BEGIN Text section

The first Incentive Assistance Agreement that is recommended is the proposed Copa
Room, a 6,000 square foot nightclub located at 244 East Amado Road, which has been
leased by Copa Room, Inc., the owner of the Tropicale Restaurant next door. This
agreement would defer the Public Art and Sewer Connection Fees, with payments
made in 12 equal monthly installments after the restaurant receives its Certificate of
Occupancy and begins operating. No Parking In-Lieu fees apply.
RECOMMENDATION:
1. AUTHORIZE CREATION OF INCENTIVE ASSISTANCE AGREEMENTS FOR
RESTAURANT/NIGHTCLUB PROJECTS IN THE BID AREA AND THE
WESTERN HALF OF PORTION OF SECTION 14;
2. APPROVE AN INCENTIVE ASSISTANCE AGREEMENT WITH THE COPA
ROOM, INC. FOR A 6,000 SQUARE FOOT NIGHTCLUB LOCATED AT 244 E.
ITEM NO.
Incentive Program Agreements
April 3, 2013
Page 2
AMADO ROAD, SECTION 14 (CUP 5.1289) IN A FORM ACCEPTABLE TO THE
CITY ATTORNEY;
3. Authorize the City Manager to execute all documents related to the Incentive
Assistance Agreement.
BACKGROUND:
In 2009, the City Council adopted the Interior Remodel Program which assisted a
number of sales tax-producing businesses, particularly restaurants, to upgrade the
"front of house" experience for their customers as a way of spurring new business
investment during the recession. The program was a companion to the larger but more
financially limited Fagade Improvement Program which provided assistance for exterior
remodeling for approximately 120 businesses. Both programs have been phased out
due to funding constraints largely attributable to the loss of redevelopment dollars.
These two renovation programs were extraordinary successful during the recession,
helping set the stage in downtown for the recent growth in new business activity. The
latest wave of business investment activity in the downtown has been the intensification
of land uses, namely the conversion of traditional retail spaces into eating and drinking
spaces and/or nightclubs/performing spaces. As downtown continues its transformation
into an arts and entertainment destination, this next step is necessary to create the
critical mass necessary to for the economic vitality to become sustainable. This type of
development has also had a positive and significant effect on tourism in the City, and
created other positive spillover effects.

END Text section
BEGIN Dataset excerpts

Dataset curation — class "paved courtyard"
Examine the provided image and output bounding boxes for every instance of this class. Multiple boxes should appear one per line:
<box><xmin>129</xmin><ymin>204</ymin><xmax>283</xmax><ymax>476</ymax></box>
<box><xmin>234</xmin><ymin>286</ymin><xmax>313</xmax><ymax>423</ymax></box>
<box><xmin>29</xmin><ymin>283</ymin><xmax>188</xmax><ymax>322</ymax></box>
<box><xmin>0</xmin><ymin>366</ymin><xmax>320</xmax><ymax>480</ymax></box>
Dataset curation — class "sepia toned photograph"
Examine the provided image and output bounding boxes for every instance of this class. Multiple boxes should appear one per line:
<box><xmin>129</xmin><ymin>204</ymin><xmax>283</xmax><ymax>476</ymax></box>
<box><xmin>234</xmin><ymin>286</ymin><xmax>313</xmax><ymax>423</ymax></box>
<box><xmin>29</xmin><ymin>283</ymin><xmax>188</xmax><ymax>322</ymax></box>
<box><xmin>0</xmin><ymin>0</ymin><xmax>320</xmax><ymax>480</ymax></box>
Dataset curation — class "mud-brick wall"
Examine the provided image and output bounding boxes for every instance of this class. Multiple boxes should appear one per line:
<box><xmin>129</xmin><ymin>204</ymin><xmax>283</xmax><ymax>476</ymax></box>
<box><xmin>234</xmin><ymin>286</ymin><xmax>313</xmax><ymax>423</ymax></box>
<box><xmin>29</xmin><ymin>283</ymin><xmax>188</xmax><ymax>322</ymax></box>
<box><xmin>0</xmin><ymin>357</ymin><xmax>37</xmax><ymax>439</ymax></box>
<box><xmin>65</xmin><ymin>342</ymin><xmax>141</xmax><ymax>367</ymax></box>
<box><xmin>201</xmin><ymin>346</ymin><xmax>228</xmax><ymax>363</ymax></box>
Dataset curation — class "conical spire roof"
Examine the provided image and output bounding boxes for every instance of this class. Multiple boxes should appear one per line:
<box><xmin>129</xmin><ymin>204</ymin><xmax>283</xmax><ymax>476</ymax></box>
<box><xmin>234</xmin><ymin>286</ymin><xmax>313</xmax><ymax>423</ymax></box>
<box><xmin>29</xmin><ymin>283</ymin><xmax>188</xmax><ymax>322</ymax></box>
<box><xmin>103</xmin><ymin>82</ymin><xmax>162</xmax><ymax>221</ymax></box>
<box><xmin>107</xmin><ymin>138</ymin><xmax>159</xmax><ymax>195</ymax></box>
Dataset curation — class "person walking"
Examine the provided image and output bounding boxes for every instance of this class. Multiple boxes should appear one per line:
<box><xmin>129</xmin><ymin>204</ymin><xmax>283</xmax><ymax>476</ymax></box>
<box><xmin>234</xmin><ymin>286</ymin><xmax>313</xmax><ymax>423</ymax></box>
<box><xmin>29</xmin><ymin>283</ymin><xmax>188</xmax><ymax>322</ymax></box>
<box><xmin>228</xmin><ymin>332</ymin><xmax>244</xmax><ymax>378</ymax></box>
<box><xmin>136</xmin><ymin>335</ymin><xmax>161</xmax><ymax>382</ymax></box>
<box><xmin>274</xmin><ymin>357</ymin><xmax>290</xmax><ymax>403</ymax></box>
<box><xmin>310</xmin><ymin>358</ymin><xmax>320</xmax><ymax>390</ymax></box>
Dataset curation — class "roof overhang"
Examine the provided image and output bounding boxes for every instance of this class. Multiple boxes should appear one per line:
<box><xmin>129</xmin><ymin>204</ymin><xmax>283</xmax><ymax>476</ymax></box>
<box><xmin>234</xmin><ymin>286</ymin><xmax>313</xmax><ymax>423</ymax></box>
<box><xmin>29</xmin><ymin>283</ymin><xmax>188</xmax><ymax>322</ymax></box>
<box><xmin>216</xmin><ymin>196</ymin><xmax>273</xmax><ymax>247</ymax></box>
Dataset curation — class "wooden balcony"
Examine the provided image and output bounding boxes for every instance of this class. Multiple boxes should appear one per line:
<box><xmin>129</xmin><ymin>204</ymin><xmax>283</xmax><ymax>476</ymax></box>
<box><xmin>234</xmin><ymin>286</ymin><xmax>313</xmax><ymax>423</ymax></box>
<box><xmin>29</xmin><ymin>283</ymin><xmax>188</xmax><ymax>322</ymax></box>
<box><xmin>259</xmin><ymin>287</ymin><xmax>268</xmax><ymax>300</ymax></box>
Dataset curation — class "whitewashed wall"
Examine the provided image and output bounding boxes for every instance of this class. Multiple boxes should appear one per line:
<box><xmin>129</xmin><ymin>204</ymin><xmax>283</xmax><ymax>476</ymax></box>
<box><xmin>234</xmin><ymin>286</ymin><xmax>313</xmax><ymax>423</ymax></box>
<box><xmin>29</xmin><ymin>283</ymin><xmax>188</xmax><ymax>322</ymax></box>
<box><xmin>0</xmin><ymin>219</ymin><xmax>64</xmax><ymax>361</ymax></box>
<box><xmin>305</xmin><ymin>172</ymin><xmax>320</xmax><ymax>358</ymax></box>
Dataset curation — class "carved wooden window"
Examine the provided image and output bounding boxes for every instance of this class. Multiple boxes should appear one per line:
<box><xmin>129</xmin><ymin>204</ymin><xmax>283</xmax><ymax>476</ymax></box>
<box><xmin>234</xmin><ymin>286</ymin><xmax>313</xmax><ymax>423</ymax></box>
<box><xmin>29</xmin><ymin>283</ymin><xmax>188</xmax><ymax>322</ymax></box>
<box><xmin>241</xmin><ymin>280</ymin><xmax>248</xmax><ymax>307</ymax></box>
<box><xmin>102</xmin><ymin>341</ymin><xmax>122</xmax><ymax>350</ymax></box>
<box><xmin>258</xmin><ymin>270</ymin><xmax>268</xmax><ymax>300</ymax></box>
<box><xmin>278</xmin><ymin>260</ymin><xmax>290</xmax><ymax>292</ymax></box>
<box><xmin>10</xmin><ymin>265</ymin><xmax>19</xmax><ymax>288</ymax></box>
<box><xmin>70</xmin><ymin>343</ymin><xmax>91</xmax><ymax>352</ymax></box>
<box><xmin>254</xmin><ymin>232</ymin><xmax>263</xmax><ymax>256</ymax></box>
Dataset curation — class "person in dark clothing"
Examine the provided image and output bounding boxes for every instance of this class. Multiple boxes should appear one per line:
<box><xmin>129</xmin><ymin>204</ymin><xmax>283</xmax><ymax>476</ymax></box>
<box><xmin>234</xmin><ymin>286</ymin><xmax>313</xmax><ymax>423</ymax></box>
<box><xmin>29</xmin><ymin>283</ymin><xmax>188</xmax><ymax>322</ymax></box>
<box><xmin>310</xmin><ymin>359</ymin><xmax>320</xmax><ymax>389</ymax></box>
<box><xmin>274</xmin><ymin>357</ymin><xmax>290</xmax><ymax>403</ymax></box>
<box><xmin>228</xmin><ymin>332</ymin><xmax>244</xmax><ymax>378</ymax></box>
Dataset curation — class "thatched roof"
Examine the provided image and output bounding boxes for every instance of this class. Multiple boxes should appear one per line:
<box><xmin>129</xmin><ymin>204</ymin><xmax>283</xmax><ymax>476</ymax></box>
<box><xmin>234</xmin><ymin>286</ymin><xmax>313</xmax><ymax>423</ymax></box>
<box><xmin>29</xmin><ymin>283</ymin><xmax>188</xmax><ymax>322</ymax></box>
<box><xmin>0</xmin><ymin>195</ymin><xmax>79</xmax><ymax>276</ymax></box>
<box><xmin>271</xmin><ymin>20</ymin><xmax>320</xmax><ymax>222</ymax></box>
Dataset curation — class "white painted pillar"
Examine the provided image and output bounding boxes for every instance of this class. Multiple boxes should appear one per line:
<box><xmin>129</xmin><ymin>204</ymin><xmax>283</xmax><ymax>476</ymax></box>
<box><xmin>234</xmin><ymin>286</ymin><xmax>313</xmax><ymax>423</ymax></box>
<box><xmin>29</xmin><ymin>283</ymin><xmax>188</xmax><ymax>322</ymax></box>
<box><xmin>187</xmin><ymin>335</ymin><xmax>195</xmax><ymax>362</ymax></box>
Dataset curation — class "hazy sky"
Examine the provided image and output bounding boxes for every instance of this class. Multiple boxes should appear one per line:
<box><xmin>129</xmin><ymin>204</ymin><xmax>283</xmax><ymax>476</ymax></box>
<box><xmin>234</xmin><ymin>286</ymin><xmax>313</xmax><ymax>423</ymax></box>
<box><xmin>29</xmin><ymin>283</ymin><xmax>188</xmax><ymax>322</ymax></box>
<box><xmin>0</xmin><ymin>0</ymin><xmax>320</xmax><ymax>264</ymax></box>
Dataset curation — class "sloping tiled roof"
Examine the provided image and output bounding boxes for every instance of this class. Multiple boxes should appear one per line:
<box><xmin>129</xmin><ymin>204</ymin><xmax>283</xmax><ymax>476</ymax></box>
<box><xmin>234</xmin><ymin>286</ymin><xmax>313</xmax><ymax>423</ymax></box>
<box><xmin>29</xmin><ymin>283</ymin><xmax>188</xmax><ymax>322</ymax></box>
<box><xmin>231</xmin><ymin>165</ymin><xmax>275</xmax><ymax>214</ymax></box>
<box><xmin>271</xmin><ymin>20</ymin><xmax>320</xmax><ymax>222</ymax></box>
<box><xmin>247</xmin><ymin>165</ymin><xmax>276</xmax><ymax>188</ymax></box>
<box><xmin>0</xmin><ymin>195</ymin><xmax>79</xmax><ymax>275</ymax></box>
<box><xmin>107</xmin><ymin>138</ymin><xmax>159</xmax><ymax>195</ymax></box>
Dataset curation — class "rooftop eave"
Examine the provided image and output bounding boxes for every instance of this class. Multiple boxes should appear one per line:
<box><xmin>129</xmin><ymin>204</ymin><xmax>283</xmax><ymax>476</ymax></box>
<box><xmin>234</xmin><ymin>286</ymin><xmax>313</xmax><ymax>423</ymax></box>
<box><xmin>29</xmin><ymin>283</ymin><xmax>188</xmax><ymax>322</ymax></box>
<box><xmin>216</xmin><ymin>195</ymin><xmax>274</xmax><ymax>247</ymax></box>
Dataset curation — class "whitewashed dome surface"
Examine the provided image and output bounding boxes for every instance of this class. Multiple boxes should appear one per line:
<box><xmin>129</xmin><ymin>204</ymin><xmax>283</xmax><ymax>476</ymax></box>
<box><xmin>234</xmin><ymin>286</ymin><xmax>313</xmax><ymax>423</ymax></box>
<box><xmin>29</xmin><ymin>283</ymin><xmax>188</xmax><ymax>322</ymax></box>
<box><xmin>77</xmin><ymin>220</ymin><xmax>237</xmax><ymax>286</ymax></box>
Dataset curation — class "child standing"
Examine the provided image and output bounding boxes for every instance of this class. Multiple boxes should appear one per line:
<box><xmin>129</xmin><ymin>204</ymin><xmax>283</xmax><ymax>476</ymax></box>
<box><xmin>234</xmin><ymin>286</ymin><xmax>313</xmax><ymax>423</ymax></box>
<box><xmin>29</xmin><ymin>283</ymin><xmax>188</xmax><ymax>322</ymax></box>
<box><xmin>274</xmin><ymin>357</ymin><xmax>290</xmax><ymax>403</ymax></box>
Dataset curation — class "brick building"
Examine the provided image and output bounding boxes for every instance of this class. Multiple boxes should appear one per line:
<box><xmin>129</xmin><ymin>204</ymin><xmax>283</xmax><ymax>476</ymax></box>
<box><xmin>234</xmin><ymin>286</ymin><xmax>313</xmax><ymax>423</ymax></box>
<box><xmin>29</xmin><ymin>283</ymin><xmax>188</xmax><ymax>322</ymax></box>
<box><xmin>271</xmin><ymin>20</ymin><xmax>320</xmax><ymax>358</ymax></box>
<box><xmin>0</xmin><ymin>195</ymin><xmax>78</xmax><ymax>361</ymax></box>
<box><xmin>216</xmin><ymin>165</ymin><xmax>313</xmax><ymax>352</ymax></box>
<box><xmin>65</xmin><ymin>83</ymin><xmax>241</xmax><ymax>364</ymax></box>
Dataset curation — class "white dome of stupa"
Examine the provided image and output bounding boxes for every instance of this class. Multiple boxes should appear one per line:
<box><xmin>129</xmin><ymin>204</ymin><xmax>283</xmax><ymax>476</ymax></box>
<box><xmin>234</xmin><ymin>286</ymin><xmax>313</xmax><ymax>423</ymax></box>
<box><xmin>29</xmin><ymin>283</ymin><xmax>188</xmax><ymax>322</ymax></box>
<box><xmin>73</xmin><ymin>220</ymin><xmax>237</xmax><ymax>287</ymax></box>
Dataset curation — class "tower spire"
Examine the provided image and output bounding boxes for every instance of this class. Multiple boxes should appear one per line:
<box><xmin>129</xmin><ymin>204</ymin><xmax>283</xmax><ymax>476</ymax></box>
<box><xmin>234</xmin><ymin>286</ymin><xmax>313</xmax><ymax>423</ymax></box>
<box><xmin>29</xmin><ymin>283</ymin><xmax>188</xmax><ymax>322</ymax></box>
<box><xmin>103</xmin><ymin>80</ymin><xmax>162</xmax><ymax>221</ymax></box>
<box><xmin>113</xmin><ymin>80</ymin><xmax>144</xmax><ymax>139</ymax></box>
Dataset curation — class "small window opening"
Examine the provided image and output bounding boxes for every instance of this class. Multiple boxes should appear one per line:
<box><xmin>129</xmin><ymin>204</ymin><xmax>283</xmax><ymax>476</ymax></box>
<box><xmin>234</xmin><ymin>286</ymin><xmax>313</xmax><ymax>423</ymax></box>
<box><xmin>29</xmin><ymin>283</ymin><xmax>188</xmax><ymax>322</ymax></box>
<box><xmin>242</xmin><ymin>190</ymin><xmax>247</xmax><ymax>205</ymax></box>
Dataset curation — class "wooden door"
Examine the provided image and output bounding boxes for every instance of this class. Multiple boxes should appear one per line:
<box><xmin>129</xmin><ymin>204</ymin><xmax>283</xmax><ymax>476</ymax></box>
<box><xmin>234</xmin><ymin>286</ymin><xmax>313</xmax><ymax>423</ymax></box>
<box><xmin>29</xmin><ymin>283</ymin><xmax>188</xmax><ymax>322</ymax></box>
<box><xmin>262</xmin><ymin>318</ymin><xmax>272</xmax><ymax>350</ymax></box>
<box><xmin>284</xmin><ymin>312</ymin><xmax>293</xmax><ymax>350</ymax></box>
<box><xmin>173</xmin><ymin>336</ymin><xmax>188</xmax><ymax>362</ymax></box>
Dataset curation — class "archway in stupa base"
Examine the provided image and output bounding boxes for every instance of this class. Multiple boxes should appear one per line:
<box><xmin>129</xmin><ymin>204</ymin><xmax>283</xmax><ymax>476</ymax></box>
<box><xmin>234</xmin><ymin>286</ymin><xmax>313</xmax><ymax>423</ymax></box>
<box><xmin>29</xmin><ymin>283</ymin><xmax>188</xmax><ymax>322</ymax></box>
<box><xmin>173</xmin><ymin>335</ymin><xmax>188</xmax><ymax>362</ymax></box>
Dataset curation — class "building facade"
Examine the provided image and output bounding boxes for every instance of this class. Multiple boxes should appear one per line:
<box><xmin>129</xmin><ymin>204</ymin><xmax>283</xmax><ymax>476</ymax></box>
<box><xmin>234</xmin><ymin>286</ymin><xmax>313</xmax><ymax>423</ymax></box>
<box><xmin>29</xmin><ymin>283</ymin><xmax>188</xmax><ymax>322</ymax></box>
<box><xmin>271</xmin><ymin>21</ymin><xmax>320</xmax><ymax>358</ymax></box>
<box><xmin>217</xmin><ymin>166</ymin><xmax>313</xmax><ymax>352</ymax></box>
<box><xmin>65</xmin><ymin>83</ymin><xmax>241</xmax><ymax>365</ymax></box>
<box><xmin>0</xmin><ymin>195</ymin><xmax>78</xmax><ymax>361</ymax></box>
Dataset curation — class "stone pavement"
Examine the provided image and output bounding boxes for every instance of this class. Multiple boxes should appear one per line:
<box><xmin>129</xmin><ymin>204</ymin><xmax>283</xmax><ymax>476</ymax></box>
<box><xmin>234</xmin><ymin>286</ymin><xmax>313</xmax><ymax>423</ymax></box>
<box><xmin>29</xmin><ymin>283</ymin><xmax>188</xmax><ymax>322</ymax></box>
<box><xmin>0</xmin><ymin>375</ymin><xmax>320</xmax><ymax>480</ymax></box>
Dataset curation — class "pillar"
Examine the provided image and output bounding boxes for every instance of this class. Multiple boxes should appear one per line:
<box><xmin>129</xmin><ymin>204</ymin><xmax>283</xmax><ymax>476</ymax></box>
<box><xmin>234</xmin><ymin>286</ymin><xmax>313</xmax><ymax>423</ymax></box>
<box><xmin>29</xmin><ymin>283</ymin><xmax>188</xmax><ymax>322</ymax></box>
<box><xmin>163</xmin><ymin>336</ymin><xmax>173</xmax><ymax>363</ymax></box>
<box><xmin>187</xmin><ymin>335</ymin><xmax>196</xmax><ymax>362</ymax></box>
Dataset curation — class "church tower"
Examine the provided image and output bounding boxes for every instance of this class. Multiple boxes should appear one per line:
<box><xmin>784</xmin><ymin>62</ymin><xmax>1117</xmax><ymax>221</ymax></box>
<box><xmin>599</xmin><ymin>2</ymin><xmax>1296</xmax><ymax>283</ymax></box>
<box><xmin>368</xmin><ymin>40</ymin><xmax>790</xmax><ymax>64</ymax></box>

END Dataset excerpts

_Your tasks_.
a) Set down the passage of the incentive agreement report between "Incentive Program Agreements" and "Assistance Agreement.", inclusive.
b) According to the incentive agreement report, in how many installments would the deferred fees be paid?
c) State whether each statement agrees with the incentive agreement report, answering yes or no and quoting the deciding words: (i) The Copa Room space has been leased by the owner of the neighboring Tropicale Restaurant. (ii) Parking In-Lieu fees apply to the Copa Room agreement. (iii) The City Council adopted the Interior Remodel Program in 2011.

_Responses by task_.
a)
Incentive Program Agreements
April 3, 2013
Page 2
AMADO ROAD, SECTION 14 (CUP 5.1289) IN A FORM ACCEPTABLE TO THE
CITY ATTORNEY;
3. Authorize the City Manager to execute all documents related to the Incentive
Assistance Agreement.

b) In 12 equal monthly installments.

c)
(i) Yes: "leased by Copa Room, Inc., the owner of the Tropicale Restaurant next door"
(ii) No: "No Parking In-Lieu fees apply."
(iii) No: "In 2009, the City Council adopted the Interior Remodel Program"